§ **EXERCISE**
Please retype the entries exactly as they stand, leaving out any pictures.

§ **PROVIDED RECORDS**

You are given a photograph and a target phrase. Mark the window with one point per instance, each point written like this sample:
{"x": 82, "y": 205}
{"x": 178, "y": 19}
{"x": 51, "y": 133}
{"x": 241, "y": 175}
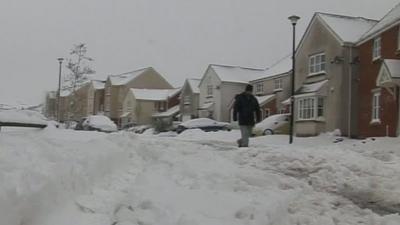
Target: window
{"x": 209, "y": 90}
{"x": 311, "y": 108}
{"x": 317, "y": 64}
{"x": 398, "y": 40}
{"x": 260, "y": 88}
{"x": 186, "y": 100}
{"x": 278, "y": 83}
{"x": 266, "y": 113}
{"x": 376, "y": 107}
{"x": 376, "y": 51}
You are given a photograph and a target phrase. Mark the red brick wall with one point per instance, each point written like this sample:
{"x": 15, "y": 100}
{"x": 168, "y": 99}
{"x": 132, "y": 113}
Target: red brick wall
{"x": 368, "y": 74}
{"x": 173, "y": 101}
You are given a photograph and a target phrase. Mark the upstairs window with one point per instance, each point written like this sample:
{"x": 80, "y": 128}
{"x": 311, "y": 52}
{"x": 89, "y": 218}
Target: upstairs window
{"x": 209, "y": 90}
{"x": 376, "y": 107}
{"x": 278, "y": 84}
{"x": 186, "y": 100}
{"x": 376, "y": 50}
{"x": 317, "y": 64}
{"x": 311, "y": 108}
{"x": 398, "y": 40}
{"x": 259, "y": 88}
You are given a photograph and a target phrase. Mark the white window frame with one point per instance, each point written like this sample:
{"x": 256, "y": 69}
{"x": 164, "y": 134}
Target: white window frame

§ **THE COMPLETED TASK**
You are given a photograph and a target phrase. Mark the window with one point per instance, each point written like this sample:
{"x": 82, "y": 205}
{"x": 178, "y": 19}
{"x": 51, "y": 133}
{"x": 241, "y": 175}
Target: window
{"x": 209, "y": 90}
{"x": 311, "y": 108}
{"x": 317, "y": 64}
{"x": 398, "y": 40}
{"x": 260, "y": 88}
{"x": 186, "y": 100}
{"x": 278, "y": 83}
{"x": 266, "y": 113}
{"x": 376, "y": 107}
{"x": 376, "y": 51}
You are given a photograph and a target phrase. Mark the red brick wall with one point per instance, each point written like this sample:
{"x": 15, "y": 100}
{"x": 168, "y": 99}
{"x": 132, "y": 113}
Target: red brick wall
{"x": 368, "y": 74}
{"x": 173, "y": 101}
You are given a photograph and a target phrase. Mark the upstairs window with one point per instance, each point written like this sample:
{"x": 80, "y": 128}
{"x": 311, "y": 52}
{"x": 89, "y": 218}
Target: upstairs window
{"x": 209, "y": 90}
{"x": 376, "y": 107}
{"x": 278, "y": 84}
{"x": 186, "y": 100}
{"x": 376, "y": 50}
{"x": 317, "y": 64}
{"x": 311, "y": 108}
{"x": 398, "y": 40}
{"x": 259, "y": 88}
You are given a photograph and a target phrase. Mark the white window frame with one point per instance, each point written like this sample:
{"x": 256, "y": 69}
{"x": 164, "y": 134}
Target: white window frame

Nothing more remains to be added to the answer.